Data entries
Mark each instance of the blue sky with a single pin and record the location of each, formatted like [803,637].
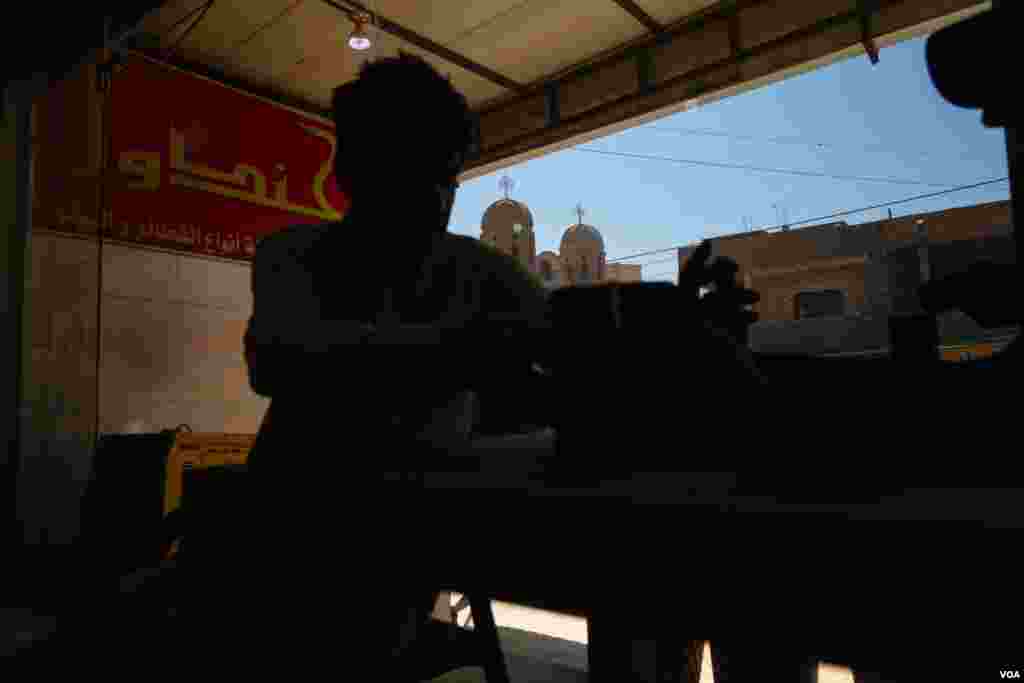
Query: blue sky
[848,119]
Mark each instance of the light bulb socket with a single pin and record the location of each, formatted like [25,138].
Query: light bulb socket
[359,39]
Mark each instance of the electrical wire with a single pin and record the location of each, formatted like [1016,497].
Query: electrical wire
[763,169]
[184,18]
[799,141]
[834,215]
[888,204]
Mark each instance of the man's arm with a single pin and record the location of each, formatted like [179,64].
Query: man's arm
[288,343]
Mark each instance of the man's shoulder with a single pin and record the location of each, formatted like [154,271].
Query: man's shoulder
[291,241]
[478,252]
[488,261]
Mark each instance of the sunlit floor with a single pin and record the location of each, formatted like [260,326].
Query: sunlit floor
[574,629]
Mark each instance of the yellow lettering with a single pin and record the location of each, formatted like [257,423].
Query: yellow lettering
[143,167]
[325,171]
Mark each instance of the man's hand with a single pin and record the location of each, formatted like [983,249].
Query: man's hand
[726,304]
[987,292]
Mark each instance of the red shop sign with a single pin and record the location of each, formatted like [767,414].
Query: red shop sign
[207,169]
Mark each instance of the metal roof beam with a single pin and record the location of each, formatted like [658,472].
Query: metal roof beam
[639,14]
[387,26]
[722,49]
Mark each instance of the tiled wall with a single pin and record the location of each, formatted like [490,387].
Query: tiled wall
[172,353]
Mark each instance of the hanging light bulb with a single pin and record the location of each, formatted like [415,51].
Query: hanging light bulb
[359,39]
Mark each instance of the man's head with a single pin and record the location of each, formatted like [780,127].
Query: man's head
[401,127]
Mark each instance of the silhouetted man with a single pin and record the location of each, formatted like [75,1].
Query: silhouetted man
[332,305]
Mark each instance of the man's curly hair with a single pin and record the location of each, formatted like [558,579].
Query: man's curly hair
[400,114]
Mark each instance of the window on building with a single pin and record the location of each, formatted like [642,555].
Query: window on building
[822,303]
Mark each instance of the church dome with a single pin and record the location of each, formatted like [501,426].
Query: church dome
[582,238]
[505,214]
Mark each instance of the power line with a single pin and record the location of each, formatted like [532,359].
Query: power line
[835,215]
[646,253]
[887,204]
[799,141]
[763,169]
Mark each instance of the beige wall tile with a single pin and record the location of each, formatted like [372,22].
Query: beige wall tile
[211,283]
[138,272]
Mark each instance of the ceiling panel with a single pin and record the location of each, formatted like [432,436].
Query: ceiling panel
[448,22]
[668,11]
[536,40]
[226,25]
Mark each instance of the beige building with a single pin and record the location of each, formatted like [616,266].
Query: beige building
[624,272]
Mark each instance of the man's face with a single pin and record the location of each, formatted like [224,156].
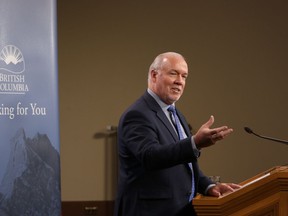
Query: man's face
[169,81]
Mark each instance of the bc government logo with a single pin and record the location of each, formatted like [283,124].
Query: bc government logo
[12,68]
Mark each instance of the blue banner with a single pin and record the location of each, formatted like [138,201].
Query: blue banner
[29,117]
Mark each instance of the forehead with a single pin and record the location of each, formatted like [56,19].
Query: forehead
[175,63]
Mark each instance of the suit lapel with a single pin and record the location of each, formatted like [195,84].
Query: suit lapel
[160,115]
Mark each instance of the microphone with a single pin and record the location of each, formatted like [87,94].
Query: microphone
[248,130]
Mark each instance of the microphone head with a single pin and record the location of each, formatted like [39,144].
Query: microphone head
[248,130]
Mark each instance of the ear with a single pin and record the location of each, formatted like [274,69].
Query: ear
[153,74]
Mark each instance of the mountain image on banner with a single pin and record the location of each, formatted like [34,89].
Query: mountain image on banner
[30,186]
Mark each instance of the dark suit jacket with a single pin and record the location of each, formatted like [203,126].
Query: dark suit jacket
[154,177]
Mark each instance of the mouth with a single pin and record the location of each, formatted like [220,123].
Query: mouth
[176,90]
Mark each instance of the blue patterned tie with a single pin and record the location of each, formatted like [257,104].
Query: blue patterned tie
[181,135]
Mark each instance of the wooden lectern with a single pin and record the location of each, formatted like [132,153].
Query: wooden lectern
[266,194]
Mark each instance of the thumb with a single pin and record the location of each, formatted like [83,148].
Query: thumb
[210,122]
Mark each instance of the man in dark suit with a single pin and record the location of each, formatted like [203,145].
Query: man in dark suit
[159,173]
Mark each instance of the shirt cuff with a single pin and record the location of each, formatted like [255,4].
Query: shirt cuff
[196,151]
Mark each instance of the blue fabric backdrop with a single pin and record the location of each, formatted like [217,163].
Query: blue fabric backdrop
[29,115]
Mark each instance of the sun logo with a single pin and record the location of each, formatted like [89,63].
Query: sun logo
[11,59]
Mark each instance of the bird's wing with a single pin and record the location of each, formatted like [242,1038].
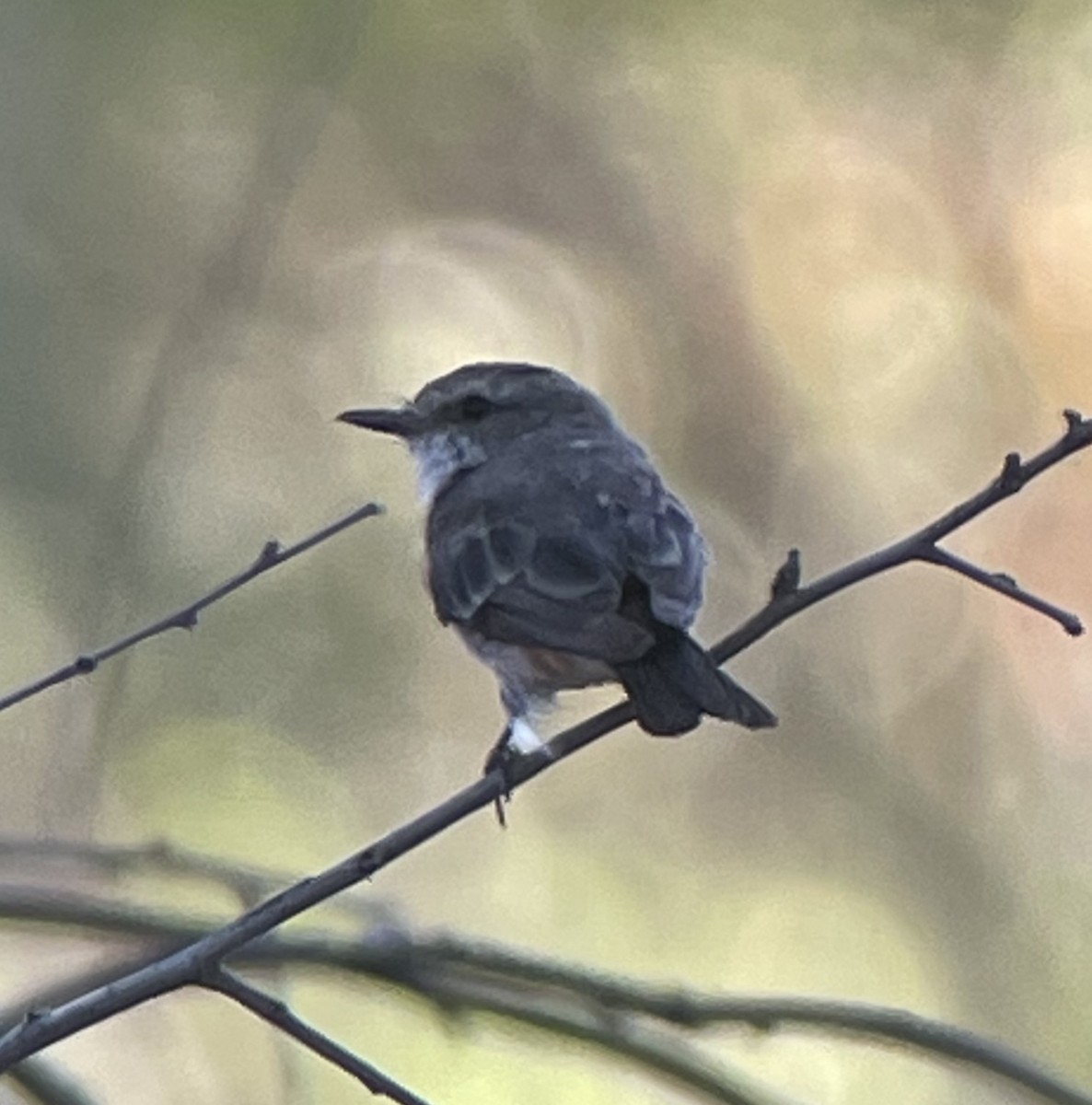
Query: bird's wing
[549,590]
[546,556]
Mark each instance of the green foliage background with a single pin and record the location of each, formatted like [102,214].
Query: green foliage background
[831,260]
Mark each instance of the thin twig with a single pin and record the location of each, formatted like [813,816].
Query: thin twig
[1015,475]
[188,966]
[279,1015]
[272,555]
[459,973]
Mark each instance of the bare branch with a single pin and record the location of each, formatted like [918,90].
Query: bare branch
[458,975]
[191,965]
[279,1015]
[272,555]
[923,546]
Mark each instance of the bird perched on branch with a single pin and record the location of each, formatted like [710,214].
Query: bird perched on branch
[556,552]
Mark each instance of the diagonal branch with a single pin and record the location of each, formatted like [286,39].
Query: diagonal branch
[189,965]
[272,555]
[462,975]
[789,599]
[279,1015]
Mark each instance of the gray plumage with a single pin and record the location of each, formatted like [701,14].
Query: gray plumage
[555,550]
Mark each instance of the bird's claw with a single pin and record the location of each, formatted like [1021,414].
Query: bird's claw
[501,758]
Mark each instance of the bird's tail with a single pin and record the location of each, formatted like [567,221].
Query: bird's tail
[676,682]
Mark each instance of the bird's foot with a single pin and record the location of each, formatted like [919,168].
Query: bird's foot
[502,758]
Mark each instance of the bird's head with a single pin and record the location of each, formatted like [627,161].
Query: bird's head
[473,414]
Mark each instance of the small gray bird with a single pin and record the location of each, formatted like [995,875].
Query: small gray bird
[556,552]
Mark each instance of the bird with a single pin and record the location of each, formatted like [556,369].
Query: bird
[557,552]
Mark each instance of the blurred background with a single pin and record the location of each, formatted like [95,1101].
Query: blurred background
[831,261]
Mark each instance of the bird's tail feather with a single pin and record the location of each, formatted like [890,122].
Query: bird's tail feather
[676,682]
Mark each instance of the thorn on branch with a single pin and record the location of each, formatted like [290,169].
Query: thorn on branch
[269,555]
[787,578]
[1011,478]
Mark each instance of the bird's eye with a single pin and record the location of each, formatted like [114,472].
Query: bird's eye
[474,408]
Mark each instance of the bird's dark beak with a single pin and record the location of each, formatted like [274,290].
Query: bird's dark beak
[401,421]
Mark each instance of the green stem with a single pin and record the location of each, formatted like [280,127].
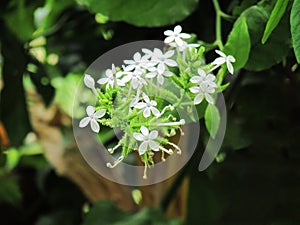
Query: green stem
[219,14]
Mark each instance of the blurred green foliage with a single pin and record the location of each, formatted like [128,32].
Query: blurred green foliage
[47,45]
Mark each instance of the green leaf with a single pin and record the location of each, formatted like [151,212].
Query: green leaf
[148,13]
[295,28]
[9,190]
[274,19]
[104,212]
[238,44]
[212,119]
[261,56]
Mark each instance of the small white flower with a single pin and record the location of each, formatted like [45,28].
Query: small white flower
[112,76]
[137,81]
[139,62]
[224,59]
[154,72]
[204,90]
[148,107]
[89,81]
[176,36]
[147,140]
[92,118]
[163,59]
[184,46]
[204,78]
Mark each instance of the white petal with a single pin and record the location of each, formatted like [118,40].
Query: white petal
[155,111]
[169,54]
[170,62]
[231,58]
[144,130]
[89,81]
[137,57]
[153,134]
[198,99]
[161,68]
[90,110]
[152,103]
[95,126]
[168,33]
[140,105]
[196,79]
[178,41]
[209,99]
[102,81]
[138,136]
[120,82]
[169,39]
[184,36]
[143,148]
[126,78]
[146,98]
[129,62]
[154,145]
[168,73]
[151,75]
[201,72]
[219,61]
[229,66]
[146,112]
[177,29]
[84,122]
[160,79]
[220,53]
[99,113]
[195,90]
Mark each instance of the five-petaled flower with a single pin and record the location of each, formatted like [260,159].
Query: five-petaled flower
[112,78]
[139,63]
[154,72]
[184,46]
[147,138]
[224,59]
[163,59]
[92,118]
[204,90]
[148,107]
[204,78]
[176,36]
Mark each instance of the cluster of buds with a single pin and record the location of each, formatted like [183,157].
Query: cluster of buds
[142,96]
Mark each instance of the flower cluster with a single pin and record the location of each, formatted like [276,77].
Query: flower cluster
[141,97]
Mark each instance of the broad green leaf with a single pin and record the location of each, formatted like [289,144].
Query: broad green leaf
[274,19]
[238,44]
[20,21]
[212,119]
[147,13]
[278,46]
[295,28]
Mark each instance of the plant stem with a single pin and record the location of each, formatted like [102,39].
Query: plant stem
[219,13]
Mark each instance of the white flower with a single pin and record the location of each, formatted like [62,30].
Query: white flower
[92,118]
[154,72]
[163,59]
[184,46]
[112,76]
[89,81]
[204,78]
[176,36]
[137,81]
[204,90]
[147,140]
[139,62]
[224,59]
[148,107]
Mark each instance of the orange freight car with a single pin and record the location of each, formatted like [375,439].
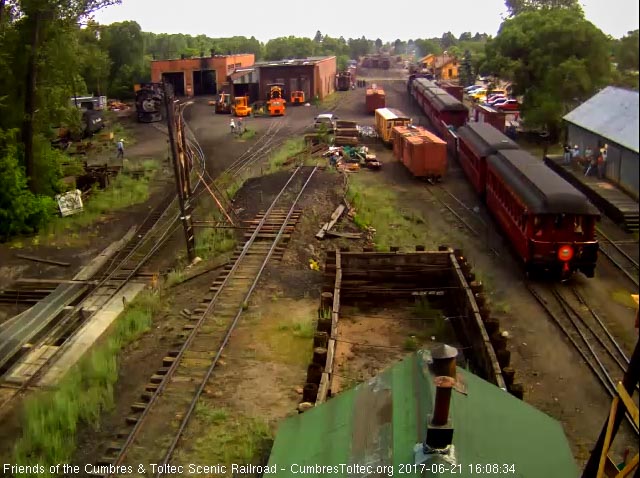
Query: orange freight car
[425,156]
[399,132]
[375,99]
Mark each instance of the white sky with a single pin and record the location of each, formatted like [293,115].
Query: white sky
[348,18]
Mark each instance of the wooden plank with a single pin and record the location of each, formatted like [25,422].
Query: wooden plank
[45,261]
[346,235]
[323,389]
[628,402]
[331,351]
[334,218]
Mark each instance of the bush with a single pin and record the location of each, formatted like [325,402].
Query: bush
[21,212]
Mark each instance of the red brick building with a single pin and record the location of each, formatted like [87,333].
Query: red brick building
[199,76]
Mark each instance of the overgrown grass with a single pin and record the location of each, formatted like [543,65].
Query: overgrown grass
[51,419]
[288,149]
[224,437]
[289,339]
[379,207]
[247,134]
[623,297]
[211,242]
[124,191]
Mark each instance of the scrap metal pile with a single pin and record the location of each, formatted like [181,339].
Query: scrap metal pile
[349,158]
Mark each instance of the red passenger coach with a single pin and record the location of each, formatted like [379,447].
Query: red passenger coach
[549,222]
[477,141]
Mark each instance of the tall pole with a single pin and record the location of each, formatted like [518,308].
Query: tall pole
[184,217]
[629,382]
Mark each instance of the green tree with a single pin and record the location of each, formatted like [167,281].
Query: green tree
[555,58]
[516,7]
[466,69]
[626,51]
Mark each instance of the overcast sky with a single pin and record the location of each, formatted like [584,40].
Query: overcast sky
[348,18]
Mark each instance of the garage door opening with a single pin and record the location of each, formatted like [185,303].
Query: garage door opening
[176,80]
[204,82]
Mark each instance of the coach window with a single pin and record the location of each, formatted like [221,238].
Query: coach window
[537,226]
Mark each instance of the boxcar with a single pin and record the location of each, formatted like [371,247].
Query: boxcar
[477,141]
[425,155]
[550,224]
[386,119]
[375,98]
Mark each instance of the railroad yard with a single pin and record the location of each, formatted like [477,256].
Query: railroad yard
[236,332]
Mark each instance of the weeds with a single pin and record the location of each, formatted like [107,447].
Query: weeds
[289,148]
[124,191]
[211,242]
[377,207]
[50,419]
[226,438]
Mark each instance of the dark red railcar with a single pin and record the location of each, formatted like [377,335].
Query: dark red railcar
[550,224]
[477,141]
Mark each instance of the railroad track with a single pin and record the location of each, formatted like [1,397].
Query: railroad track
[474,224]
[618,256]
[153,433]
[150,236]
[587,333]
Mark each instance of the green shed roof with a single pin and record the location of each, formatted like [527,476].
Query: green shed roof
[378,423]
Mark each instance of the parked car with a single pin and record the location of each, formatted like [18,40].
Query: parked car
[479,94]
[326,119]
[493,98]
[467,89]
[510,104]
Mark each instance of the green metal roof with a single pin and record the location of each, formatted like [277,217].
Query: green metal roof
[378,423]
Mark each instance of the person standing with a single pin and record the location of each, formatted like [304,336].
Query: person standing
[575,154]
[120,149]
[567,154]
[602,161]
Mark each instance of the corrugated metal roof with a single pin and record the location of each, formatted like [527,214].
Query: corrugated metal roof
[612,114]
[379,422]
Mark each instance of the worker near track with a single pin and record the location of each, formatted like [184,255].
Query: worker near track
[120,149]
[602,161]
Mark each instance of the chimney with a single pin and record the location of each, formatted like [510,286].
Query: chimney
[439,428]
[444,361]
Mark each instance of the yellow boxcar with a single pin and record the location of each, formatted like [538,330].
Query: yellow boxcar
[386,119]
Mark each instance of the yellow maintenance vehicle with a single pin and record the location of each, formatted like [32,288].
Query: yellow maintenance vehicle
[223,103]
[241,106]
[297,98]
[276,103]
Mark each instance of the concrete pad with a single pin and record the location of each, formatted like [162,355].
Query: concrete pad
[86,336]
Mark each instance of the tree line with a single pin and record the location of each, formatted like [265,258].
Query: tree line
[51,50]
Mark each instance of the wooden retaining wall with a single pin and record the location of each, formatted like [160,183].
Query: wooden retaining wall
[444,276]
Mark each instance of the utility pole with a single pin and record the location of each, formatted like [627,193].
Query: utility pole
[631,377]
[178,166]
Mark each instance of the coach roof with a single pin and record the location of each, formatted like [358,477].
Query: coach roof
[484,139]
[541,189]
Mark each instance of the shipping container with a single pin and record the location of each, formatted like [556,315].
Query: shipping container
[375,99]
[386,119]
[425,156]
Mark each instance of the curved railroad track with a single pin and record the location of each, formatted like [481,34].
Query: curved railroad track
[149,237]
[473,222]
[586,331]
[618,256]
[154,434]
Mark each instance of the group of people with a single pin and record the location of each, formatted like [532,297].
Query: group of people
[589,160]
[236,125]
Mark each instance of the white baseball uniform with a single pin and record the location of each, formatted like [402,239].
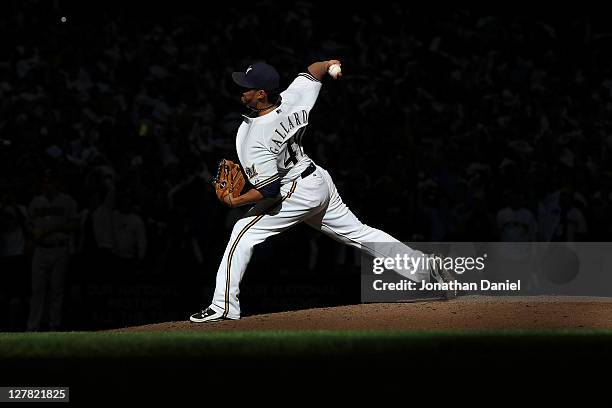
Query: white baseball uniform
[269,149]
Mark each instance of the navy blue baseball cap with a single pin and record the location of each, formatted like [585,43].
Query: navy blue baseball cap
[258,76]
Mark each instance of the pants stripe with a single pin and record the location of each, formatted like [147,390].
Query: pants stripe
[240,235]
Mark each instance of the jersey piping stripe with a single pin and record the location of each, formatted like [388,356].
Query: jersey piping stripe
[308,76]
[267,181]
[231,254]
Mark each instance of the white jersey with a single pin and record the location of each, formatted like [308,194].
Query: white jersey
[269,146]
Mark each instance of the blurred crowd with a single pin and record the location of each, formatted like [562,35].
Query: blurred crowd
[455,126]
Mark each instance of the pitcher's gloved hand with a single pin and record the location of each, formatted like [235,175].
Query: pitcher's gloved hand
[229,182]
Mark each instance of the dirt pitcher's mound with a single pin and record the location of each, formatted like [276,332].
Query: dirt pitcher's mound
[465,313]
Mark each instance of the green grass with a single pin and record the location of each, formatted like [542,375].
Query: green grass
[293,343]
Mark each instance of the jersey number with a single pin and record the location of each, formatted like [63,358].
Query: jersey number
[291,153]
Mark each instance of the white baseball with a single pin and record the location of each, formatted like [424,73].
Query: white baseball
[334,70]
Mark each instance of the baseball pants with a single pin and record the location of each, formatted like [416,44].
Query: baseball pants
[313,200]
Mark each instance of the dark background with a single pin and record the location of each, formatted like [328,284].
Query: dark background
[475,125]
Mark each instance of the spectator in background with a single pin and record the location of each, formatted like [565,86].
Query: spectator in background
[13,263]
[516,223]
[52,218]
[129,235]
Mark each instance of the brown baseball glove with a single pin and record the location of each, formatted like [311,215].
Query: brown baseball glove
[229,182]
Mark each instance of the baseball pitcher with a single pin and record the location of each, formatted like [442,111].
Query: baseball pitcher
[284,186]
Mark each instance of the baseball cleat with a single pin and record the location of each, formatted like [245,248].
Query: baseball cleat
[207,315]
[441,275]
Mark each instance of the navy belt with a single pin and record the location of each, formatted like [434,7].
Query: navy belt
[309,170]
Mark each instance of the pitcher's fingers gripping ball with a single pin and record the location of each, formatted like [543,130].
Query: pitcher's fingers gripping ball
[229,182]
[334,70]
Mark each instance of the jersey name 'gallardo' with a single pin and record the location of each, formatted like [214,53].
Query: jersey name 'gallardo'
[287,128]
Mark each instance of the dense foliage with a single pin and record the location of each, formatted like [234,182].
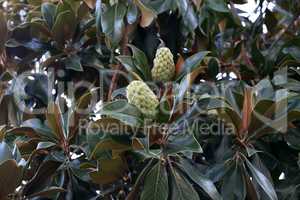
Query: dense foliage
[149,99]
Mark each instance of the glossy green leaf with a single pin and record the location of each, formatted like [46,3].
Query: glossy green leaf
[181,188]
[112,22]
[156,184]
[263,181]
[48,12]
[194,174]
[191,63]
[10,177]
[64,27]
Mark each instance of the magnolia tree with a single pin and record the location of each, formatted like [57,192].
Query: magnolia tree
[149,99]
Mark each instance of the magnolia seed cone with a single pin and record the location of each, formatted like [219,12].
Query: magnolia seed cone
[140,95]
[164,67]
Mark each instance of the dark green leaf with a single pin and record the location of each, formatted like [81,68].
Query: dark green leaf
[156,184]
[48,12]
[191,63]
[194,174]
[263,181]
[181,189]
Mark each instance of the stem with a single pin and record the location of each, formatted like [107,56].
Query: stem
[124,51]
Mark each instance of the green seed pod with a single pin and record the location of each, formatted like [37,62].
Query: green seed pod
[164,67]
[140,95]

▸ Task directions
Write out the lines of the material from the one containing "Mark each instance of the dense" through the last, exactly and only those. Leave every picture out.

▸ Response
Mark each instance of the dense foliage with a single pin and record the location of each, formatted like [234,182].
Query: dense foliage
[149,99]
Mark each instance of the glossy green leaf with a single pin and record the location of each, formatted like [46,3].
Query: glossy green leaf
[181,188]
[112,22]
[156,184]
[263,181]
[48,12]
[194,174]
[191,63]
[10,177]
[64,27]
Mark each instance of the magnolia tree with a single pin and record the location of each, formatted like [57,192].
Query: magnolia tree
[149,99]
Mark each instance of the magnolia seed cone with a single pin and record the location of each, formatted like [219,12].
Query: magnolia seed cone
[140,95]
[164,67]
Mark each instance of the dark green leaf with a single pin and record the location of each, formatted like [81,68].
Query: dark green leaf
[156,184]
[48,12]
[191,63]
[194,174]
[263,181]
[181,189]
Mark each instance of the stem with a single pin and record the location of each, formatted like [107,56].
Query: stem
[124,51]
Mark each instance of the green seed pod with a single pin and record the location of each, formatted like [37,62].
Query: green seed pod
[164,67]
[140,95]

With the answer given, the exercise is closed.